PASSAGE PROVIDED
Segment Open

Alex Danchev’s insights into Cézanne’s life include the assertion that the artist’s wife (above in “Madame Cézanne in a Red Armchair”) has been unfairly maligned by other biographers.

In 1888, a Paris critic viewed Paul Cézanne’s paintings and gave the kind of exasperated, unhinged verdict that radically new art tends to inspire. Cézanne’s houses “tilted to one side as if drunk” and his landscapes were “whipped into a fever of botched colors, shrieking in relief, on canvas so loaded it sags!” He finally decided that the artist — still some decades from being considered the father of modern art — must have “diseased retinas.”

This learned and engaging biography by Alex Danchev, a University of Nottingham professor who also wrote a well-regarded life of Georges Braque, shows how Cézanne, with those amazing retinas, changed not just the way people see but the way we think about perception and the possibilities of art. His riveting portraits and still lifes made even Manet look a bit conventional in comparison. With his short, deliberate brush strokes and dazzling feel for color and volume, he found a way to make the inanimate come alive. “Cézanne made a living thing out of a teacup,” the abstract pioneer Kandinsky wrote.

Segment Closed

WHAT TO PRODUCE
Condense the paragraph beginning "This learned and engaging biography" in the Cézanne review into a bulleted list that keeps its main facts.

INFORMATION
Segment Open

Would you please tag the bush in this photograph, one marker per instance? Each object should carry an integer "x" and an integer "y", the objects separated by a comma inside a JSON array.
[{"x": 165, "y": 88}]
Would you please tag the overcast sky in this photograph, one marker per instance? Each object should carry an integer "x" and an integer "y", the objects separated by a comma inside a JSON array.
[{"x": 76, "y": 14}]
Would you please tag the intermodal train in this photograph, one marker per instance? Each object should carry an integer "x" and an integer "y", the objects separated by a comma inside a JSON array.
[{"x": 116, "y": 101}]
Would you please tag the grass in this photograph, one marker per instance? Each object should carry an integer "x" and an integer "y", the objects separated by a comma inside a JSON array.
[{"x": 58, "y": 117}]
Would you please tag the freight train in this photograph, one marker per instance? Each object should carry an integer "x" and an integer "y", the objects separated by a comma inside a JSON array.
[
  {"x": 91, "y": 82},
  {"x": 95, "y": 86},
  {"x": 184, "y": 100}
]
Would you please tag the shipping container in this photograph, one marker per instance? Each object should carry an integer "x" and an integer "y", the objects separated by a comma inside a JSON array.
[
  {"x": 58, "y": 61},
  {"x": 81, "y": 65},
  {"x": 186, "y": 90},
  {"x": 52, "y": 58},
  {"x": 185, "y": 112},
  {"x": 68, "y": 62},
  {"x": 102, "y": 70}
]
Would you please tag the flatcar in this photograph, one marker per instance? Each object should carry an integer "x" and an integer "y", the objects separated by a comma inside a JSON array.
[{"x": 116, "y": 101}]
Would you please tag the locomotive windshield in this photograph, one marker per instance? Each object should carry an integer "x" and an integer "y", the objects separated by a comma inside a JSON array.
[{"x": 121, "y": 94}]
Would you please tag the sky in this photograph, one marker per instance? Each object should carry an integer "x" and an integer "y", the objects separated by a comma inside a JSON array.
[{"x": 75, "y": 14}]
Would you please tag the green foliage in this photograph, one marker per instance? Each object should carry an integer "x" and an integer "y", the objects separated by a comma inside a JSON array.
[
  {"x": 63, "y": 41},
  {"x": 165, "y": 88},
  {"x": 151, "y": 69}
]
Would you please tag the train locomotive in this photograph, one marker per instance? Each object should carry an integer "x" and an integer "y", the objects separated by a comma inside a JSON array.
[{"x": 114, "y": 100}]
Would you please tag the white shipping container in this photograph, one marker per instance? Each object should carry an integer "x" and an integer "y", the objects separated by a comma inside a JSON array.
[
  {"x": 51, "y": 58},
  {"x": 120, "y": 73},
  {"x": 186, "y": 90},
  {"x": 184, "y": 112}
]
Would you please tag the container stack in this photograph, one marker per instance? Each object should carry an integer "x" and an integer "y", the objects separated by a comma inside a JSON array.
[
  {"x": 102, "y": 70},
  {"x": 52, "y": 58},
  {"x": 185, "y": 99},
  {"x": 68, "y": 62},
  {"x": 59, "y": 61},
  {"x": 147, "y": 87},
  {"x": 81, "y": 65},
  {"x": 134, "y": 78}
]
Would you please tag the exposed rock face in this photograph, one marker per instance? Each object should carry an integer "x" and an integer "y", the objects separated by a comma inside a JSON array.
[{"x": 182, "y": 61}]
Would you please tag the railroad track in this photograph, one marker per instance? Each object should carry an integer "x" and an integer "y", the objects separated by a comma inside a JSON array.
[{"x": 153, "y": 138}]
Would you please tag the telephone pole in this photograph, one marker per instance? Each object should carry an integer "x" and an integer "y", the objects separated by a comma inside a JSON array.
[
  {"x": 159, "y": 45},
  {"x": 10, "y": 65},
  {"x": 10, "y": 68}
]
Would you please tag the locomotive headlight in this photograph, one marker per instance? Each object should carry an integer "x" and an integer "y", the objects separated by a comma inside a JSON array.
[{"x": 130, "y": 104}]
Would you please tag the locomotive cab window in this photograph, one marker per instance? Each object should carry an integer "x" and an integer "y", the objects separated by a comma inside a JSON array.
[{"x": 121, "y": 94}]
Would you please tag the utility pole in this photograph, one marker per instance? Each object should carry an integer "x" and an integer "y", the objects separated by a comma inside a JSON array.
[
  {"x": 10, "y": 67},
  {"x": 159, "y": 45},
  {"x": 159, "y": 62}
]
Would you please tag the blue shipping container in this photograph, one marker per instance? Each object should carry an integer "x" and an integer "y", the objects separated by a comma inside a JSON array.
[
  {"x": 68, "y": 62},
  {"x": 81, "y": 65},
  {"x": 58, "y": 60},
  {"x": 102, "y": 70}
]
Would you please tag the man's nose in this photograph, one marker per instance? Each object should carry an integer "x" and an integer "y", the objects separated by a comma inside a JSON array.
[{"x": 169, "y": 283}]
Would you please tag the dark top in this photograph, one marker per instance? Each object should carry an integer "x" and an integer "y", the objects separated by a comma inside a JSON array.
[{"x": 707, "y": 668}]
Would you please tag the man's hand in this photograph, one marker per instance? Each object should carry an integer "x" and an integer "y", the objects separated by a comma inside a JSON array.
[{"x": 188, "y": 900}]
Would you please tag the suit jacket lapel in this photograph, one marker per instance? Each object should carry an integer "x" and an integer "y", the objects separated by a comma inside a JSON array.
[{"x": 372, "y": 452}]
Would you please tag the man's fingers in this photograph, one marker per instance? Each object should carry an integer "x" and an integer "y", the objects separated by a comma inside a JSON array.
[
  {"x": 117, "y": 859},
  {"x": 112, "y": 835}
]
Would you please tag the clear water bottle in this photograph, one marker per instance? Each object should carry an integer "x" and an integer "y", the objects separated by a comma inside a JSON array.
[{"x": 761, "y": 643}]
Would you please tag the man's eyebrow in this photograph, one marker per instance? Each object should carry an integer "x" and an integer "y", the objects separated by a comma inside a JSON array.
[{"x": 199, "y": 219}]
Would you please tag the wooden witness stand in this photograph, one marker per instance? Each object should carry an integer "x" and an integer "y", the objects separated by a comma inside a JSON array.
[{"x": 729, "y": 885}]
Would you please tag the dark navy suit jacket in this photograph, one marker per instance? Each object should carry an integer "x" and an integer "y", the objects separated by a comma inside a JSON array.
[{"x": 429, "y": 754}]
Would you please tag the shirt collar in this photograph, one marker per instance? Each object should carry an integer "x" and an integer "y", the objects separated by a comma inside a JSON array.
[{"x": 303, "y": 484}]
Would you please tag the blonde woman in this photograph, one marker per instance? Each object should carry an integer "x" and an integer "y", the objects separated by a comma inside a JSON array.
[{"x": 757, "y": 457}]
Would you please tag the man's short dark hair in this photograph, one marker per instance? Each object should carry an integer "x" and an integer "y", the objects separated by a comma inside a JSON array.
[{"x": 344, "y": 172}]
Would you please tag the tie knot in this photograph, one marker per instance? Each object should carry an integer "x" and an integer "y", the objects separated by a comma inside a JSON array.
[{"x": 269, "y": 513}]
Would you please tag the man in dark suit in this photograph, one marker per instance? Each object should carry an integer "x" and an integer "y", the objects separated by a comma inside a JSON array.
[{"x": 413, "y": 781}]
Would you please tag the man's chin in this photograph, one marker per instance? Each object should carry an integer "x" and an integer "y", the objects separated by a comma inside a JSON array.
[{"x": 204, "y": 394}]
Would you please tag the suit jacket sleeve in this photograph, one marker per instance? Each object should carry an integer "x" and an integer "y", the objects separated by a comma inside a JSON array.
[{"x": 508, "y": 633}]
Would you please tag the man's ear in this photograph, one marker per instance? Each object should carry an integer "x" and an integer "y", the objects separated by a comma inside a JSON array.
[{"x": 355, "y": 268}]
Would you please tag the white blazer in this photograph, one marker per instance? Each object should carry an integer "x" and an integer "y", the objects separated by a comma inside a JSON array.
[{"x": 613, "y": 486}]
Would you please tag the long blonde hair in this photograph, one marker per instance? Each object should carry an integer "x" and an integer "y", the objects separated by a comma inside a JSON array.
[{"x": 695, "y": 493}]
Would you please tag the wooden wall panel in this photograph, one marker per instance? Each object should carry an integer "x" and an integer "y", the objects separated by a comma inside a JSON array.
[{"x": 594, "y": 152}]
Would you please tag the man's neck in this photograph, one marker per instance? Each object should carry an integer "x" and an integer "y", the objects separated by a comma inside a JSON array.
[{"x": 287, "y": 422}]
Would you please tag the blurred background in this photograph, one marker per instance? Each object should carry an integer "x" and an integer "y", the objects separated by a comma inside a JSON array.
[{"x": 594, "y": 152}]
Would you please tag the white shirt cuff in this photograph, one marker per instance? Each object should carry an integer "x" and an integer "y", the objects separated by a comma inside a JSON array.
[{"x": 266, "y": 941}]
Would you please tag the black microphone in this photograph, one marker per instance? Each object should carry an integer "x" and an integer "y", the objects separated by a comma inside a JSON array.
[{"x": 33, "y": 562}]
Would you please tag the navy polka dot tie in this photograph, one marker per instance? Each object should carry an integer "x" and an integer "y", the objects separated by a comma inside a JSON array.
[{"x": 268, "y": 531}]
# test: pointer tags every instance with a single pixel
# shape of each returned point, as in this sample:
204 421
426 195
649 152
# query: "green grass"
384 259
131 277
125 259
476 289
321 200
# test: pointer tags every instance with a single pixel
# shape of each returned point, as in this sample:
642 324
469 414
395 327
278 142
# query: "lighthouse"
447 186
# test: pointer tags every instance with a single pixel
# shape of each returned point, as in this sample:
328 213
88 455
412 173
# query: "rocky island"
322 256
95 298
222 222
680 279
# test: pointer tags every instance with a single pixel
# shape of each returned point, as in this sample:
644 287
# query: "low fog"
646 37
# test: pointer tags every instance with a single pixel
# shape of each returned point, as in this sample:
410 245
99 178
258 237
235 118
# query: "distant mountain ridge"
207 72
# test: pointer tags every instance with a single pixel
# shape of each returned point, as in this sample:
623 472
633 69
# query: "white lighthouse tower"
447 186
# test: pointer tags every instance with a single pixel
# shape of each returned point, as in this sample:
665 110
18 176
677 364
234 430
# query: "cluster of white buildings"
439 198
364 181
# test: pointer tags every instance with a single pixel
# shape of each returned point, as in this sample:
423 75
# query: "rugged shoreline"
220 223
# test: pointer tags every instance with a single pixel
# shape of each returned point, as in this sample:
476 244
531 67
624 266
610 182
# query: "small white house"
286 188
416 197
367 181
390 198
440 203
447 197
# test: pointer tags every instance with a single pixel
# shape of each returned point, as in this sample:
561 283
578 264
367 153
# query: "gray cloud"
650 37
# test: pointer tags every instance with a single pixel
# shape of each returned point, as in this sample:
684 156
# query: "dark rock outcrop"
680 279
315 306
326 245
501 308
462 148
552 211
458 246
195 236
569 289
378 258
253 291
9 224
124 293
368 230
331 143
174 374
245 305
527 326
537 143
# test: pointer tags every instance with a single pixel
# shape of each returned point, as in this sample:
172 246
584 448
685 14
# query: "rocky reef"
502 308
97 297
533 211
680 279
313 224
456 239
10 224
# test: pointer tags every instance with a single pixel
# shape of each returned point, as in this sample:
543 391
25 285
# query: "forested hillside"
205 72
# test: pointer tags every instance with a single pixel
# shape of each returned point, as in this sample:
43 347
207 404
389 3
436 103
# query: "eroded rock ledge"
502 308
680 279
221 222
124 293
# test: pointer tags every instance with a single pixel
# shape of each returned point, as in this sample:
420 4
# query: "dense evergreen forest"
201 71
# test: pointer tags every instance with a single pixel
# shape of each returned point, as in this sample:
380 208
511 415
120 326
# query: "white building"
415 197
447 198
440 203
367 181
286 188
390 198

Segment Closed

ANSWER BELOW
- The biography's author, Alex Danchev, is a University of Nottingham professor who also wrote a well-regarded life of Georges Braque.
- The book shows how Cézanne changed both the way people see and the way we think about perception and the possibilities of art.
- His portraits and still lifes made even Manet look somewhat conventional.
- With short, deliberate brush strokes and a dazzling feel for color and volume, he made the inanimate come alive.
- Kandinsky wrote that "Cézanne made a living thing out of a teacup."